** BEGIN **
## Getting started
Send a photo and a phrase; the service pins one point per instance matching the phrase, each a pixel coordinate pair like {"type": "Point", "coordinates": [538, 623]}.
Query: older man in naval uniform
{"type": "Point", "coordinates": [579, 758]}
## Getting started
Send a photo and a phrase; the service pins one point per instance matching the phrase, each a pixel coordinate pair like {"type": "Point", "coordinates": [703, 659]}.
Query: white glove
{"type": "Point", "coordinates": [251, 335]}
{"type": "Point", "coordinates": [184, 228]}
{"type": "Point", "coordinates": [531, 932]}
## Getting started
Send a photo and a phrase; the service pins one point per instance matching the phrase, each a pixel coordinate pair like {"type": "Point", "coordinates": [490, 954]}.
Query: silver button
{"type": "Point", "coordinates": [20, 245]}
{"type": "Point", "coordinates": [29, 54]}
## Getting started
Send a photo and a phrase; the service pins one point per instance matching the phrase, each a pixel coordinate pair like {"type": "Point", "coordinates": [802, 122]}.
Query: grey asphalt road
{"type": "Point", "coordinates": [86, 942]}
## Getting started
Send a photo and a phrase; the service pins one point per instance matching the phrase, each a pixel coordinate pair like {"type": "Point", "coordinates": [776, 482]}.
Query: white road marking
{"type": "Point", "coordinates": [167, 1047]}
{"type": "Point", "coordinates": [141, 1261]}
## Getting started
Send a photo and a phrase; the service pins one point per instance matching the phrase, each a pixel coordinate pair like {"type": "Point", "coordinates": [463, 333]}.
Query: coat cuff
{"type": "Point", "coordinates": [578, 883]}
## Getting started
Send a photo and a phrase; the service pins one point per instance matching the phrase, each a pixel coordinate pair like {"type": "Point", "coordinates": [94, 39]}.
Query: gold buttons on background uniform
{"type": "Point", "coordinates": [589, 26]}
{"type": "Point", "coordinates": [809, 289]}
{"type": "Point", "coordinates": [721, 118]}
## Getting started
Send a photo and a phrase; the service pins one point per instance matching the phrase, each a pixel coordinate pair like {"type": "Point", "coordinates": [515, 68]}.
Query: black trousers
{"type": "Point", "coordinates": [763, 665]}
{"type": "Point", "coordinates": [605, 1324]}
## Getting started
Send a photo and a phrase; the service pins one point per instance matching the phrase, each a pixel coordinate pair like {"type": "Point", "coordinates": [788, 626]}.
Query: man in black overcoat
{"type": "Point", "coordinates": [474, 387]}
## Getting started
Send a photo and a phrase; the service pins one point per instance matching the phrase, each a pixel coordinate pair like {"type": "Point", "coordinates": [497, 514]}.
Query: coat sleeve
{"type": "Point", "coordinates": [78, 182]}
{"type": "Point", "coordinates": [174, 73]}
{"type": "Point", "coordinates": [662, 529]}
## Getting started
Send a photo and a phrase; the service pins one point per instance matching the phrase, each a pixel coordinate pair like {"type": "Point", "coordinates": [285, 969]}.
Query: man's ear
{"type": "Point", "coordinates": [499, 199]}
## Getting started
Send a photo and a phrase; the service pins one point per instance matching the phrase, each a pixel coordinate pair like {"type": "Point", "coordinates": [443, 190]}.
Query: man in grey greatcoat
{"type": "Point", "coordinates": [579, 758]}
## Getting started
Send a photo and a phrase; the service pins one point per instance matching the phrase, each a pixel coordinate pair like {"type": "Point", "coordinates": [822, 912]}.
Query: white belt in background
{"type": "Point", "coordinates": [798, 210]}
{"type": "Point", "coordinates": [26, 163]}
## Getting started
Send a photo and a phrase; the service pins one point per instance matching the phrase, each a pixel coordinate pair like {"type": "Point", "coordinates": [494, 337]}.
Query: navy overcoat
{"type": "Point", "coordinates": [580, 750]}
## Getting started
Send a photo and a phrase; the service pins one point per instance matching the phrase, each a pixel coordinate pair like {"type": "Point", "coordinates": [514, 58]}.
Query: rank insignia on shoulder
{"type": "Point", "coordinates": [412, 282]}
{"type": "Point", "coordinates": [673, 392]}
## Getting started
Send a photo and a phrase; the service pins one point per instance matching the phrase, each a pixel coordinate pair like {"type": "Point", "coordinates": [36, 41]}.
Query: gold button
** END **
* **WRITTEN PROBLEM**
Set down the listing above in full, please, exactly as it appears.

* **CORRECT ANSWER**
## Getting started
Send a photo and a phrase; the service pins one point per instance matching the phrase, each a pixel coordinate pair like {"type": "Point", "coordinates": [538, 623]}.
Query: older man in naval uniform
{"type": "Point", "coordinates": [579, 758]}
## Getting started
Send a photo and a phrase; the service pins one point per instance matching the phrase, each a pixel coordinate pair like {"type": "Point", "coordinates": [703, 659]}.
Query: white glove
{"type": "Point", "coordinates": [251, 335]}
{"type": "Point", "coordinates": [184, 228]}
{"type": "Point", "coordinates": [531, 932]}
## Getting started
Send a photo and a phrase; the service pins one point per instance matching the phrase, each a pixel coordinate pair like {"type": "Point", "coordinates": [490, 954]}.
Query: silver button
{"type": "Point", "coordinates": [20, 245]}
{"type": "Point", "coordinates": [29, 54]}
## Getting started
Send a photo and a phrase; the service pins one point per instance matching the phrase, each a pixel coordinate pair like {"type": "Point", "coordinates": [802, 122]}.
Query: grey asphalt road
{"type": "Point", "coordinates": [86, 942]}
## Getting started
Send a photo and a phrase; the service pins one point per instance matching the phrase, each a pixel coordinate pair like {"type": "Point", "coordinates": [776, 482]}.
Query: white road marking
{"type": "Point", "coordinates": [167, 1047]}
{"type": "Point", "coordinates": [141, 1261]}
## Getting started
Send a photo and a phrase; the service pins one point per instance matching the phrase, each a pixel coordinate pair like {"type": "Point", "coordinates": [463, 333]}.
Query: coat cuff
{"type": "Point", "coordinates": [578, 883]}
## Getting started
Send a photo and a phrase; the service pins one point per instance matching the phrase, each a pixel coordinate pair like {"type": "Point", "coordinates": [94, 39]}.
Query: gold buttons on background uniform
{"type": "Point", "coordinates": [589, 26]}
{"type": "Point", "coordinates": [809, 289]}
{"type": "Point", "coordinates": [721, 118]}
## Getting started
Send a photo and a phrase; the service pins one point per instance matching the phrase, each a pixel coordinate pair like {"type": "Point", "coordinates": [515, 68]}.
Query: black trousers
{"type": "Point", "coordinates": [763, 665]}
{"type": "Point", "coordinates": [605, 1324]}
## Getting started
Send a photo and a phrase; the service pins one point per instance matching the phrase, each a pixel coordinate pair like {"type": "Point", "coordinates": [788, 626]}.
Query: man in black overcoat
{"type": "Point", "coordinates": [474, 387]}
## Getting started
Send a photo and a phrase; the service pins one point per instance matching the phrase, each a pixel coordinate pair like {"type": "Point", "coordinates": [497, 514]}.
Query: coat sleeve
{"type": "Point", "coordinates": [78, 182]}
{"type": "Point", "coordinates": [174, 73]}
{"type": "Point", "coordinates": [662, 529]}
## Getting started
Send a photo and a phrase; the service pins one point per instance matching the phrase, each a pixel coordinate pair like {"type": "Point", "coordinates": [285, 969]}.
Query: man's ear
{"type": "Point", "coordinates": [499, 199]}
## Getting started
Send a photo and a phrase; the service pins one point per instance matching the phrase, each a pixel coordinate pair like {"type": "Point", "coordinates": [443, 190]}.
Query: man in grey greatcoat
{"type": "Point", "coordinates": [579, 758]}
## Getting started
Send a photo and a phrase; the service pins one point per instance matching the phrase, each a pixel coordinate pair like {"type": "Point", "coordinates": [822, 912]}.
Query: white belt in background
{"type": "Point", "coordinates": [798, 210]}
{"type": "Point", "coordinates": [26, 163]}
## Getting started
Send a photo and a phrase; the service pins one point per instance matching the phrase, each a pixel coordinate pair like {"type": "Point", "coordinates": [494, 337]}.
Query: navy overcoat
{"type": "Point", "coordinates": [580, 750]}
## Getting started
Send a photo and a phrase; the service pins one point per instance matching the phrase, each a pixel coordinate pair like {"type": "Point", "coordinates": [514, 58]}.
Query: rank insignia on shoulder
{"type": "Point", "coordinates": [412, 282]}
{"type": "Point", "coordinates": [673, 392]}
## Getting started
Send a photo and a phrase; the service pins one point per instance matching the phrase, each a pixel coordinate pair like {"type": "Point", "coordinates": [36, 41]}.
Query: gold button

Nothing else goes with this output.